__TASK BRIEF__
Write out every record again, exactly.

[DATA FOR REVIEW Boundary: Start]

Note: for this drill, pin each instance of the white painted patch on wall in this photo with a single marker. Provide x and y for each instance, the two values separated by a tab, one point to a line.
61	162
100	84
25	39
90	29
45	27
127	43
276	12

[DATA FOR REVIEW Boundary: End]

__ANSWER BELOW__
Note: for this drill, pin each instance of the white painted patch on wall in this photo with a single marker. Provide x and y for each instance, the two values separated by a tab, one point to a line.
61	162
100	84
25	39
90	29
45	27
127	43
276	12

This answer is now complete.